Photo of Jim Taylor.
Kelsie Moore / KUER
Jim Taylor stands with an early iteration of the map the would eventually help NASA determine a location for the 1969 Apollo 11 lunar landing.

July 16 marks the 50th anniversary of the Apollo 11 launch. Like any adventure, those astronauts needed a map to get them there. But how do you chart a landscape 238,900 miles away? KUER’s Elaine Clark spoke with Stansbury Park resident and retired physicist Jim Taylor about how he helped map the moon.

Elaine Clark: What was the problem that NASA had to solve?

Jim Taylor: The basic problem was to find a place on the moon flat enough that the astronauts could safely land and take off again.

EC: This is philosophical ... What is a map?

JT: Oh. Hayakawa tells us that “The map is not the territory.” It's a representation of the territory. But if you believe the map you can get in a whole lot of trouble. It says, “It's flat here.” OK. You put your foot down it turns out — yeah, it's flat but it's quicksand. And you can't tell that from the map.

EC: I was thinking about the old cartographers’ maps, right …

JT: “Here there be dragons.”

EC: “Here there be dragons.” I mean, were you practicing in the legacy of those old adventurers?

JT: Yes, in a way. In order for somebody to sail around South America, somebody had to build a boat. Somebody had to provide food. If you've seen the movie “Hidden Figures” about the ladies in Houston who were calculating how to get there — how to get back — how much fuel it was going to take to get there. There were so many people involved — everybody who is working on the thing is just doing their very, very best to bring the guys back. Everybody had a piece of work to do, and we did it to the best of our ability and it turned out our ability was good enough.

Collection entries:
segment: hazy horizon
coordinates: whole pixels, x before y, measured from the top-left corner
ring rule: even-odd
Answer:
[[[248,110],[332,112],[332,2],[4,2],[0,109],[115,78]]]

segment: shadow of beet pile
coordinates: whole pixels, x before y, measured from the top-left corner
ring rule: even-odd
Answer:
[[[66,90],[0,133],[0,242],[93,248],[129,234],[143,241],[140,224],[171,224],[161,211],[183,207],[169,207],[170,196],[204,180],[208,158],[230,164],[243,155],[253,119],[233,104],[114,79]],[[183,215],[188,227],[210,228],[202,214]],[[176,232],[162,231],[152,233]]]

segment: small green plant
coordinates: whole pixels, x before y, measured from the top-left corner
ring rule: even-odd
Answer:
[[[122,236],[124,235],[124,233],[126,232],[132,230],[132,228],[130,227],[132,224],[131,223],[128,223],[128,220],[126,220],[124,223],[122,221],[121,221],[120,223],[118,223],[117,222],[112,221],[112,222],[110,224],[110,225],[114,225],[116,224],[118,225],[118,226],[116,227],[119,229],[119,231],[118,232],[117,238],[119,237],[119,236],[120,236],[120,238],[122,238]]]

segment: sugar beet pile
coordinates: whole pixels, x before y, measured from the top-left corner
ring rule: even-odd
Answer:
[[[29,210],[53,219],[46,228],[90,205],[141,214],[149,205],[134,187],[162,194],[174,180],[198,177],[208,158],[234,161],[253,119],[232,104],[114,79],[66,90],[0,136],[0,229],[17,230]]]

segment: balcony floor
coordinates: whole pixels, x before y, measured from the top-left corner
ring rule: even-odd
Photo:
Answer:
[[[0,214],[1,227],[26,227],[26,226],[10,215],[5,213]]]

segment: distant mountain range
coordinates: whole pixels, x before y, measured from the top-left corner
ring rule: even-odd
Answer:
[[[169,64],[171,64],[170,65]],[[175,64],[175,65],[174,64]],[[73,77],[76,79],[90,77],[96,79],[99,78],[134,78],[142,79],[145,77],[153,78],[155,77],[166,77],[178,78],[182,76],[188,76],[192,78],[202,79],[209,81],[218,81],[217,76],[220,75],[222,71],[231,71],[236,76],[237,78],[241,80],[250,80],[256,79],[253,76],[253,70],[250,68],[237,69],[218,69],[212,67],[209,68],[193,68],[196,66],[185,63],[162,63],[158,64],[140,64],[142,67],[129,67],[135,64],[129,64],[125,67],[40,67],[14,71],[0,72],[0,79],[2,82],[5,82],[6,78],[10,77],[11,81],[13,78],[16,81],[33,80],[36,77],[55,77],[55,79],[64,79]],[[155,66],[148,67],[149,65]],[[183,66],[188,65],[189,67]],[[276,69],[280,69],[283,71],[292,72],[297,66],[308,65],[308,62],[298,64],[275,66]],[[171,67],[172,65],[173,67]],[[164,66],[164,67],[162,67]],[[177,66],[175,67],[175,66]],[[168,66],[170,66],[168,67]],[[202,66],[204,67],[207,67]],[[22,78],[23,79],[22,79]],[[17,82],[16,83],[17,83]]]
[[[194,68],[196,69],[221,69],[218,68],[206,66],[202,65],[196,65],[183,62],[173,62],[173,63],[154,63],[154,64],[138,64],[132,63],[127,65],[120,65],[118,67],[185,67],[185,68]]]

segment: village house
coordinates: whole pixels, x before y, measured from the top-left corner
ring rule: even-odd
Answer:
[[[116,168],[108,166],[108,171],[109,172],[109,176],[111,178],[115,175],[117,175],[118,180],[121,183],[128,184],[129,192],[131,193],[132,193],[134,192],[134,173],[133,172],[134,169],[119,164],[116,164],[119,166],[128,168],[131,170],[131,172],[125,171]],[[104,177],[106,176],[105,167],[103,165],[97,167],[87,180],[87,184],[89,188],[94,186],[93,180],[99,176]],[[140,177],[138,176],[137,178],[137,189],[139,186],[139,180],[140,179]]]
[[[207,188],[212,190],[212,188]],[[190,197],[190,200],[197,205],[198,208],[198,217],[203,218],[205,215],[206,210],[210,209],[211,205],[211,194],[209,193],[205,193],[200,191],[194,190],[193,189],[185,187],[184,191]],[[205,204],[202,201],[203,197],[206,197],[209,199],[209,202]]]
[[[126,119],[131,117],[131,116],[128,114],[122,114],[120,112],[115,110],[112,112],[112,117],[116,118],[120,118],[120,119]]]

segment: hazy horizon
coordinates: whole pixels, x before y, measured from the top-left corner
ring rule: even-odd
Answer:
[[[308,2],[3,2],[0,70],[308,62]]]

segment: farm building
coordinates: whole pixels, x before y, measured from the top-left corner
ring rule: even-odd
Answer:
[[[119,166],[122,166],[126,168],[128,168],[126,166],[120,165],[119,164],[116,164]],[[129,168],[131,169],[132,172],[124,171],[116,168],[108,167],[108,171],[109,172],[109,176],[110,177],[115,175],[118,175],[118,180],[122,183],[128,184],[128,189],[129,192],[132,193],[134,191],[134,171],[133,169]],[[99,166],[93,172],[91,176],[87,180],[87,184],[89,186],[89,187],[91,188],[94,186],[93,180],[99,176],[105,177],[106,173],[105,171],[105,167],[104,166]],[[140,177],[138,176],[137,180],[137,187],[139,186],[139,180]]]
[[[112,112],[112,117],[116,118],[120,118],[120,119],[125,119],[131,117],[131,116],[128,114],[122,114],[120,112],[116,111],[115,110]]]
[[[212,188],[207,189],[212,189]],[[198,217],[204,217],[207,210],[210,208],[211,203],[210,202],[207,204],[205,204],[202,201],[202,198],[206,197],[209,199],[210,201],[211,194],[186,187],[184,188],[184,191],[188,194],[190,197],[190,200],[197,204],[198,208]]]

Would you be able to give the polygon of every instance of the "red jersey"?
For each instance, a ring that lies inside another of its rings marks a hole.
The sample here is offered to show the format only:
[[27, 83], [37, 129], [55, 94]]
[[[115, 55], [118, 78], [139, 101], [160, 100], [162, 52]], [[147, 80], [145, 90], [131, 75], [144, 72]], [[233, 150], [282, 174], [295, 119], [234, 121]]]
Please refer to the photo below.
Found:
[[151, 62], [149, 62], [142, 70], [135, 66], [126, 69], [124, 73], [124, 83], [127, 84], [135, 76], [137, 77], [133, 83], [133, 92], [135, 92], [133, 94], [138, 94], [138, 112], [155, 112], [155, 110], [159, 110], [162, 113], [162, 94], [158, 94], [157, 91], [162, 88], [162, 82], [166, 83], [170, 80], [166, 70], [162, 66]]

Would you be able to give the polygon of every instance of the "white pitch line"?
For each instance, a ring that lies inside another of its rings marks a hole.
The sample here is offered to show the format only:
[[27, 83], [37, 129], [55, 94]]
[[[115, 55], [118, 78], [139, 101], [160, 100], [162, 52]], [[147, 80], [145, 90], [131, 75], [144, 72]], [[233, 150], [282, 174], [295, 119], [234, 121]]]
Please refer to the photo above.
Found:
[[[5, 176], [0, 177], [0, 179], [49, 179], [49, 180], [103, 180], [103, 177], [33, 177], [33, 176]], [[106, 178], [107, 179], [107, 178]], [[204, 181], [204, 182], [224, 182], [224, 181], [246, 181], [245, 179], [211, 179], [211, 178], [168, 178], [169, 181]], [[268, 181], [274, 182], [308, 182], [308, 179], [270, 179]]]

- **Exercises**:
[1] Name every person the interview about mapping the moon refers to by name.
[2] Carry on the interview about mapping the moon from its last sentence.

- **Task-by-task answers**:
[1] Jim Taylor, Kelsie Moore, Elaine Clark, Hayakawa

[2]
Photo of Jim Taylor and close-up of map.
Credit Kelsie Moore / KUER
Jim Taylor worked with a team of scientists to determine how to create a topographic map of an object that was 238,900 miles away without the assistance of digital cameras or printers. The final product (not pictured here) covered about 20 square feet.

EC: So, how did you get involved in the mapping project?

JT: I was working in Ohio for a company called Data Corporation. Data Corporation's expertise was in reconnaissance and surveillance. In particular we were making maps from aerial photographs. And because of our experience, when NASA said we need to make maps of possible landing places on the moon, they brought the problem to us.

EC: What did you know about the surface of the moon when you started?

JT: We didn't know a whole lot about the surface of the moon. We knew that it was full of rocks that were ejected from various impacts that created the very famous craters.

Somebody had figured out that the amount of light reflected from the surface of the moon was related to how it was tilted with respect to the light source. And that was a critical piece of information, because in aerial photography you normally take two pictures from different locations and then use stereo to essentially create a 3-D model.

Where you were taking one picture from straight down, there was no stereo effect at all. And if we had not been able to use the reflections of the moon's surface as a function of the incident angle we would never have been able to do the job.

EC: What were some of the other challenges that you had?

JT: To get a good idea of what we were doing, Kodak came out with their first digital camera in 1975 which was eight years after we delivered our product. There was no such thing as digital photography.

So the lunar orbiter took pictures. And the pictures were scanned with a light beam and a photocell and sent back as an analog signal by FM radio to the folks at Jet Propulsion Lab in California. And they took the analog signal and recorded it on 35 millimeter film and we got the 35 millimeter film with the dissected images.

Then Richard Pratt — who was the mathematical genius of our team — devised a scheme where he could create a 3-D version of each strip of film. So, he wrote a mathematical transformation and now we had a 3-D image of the moon in digital form.

Photo of map close-up.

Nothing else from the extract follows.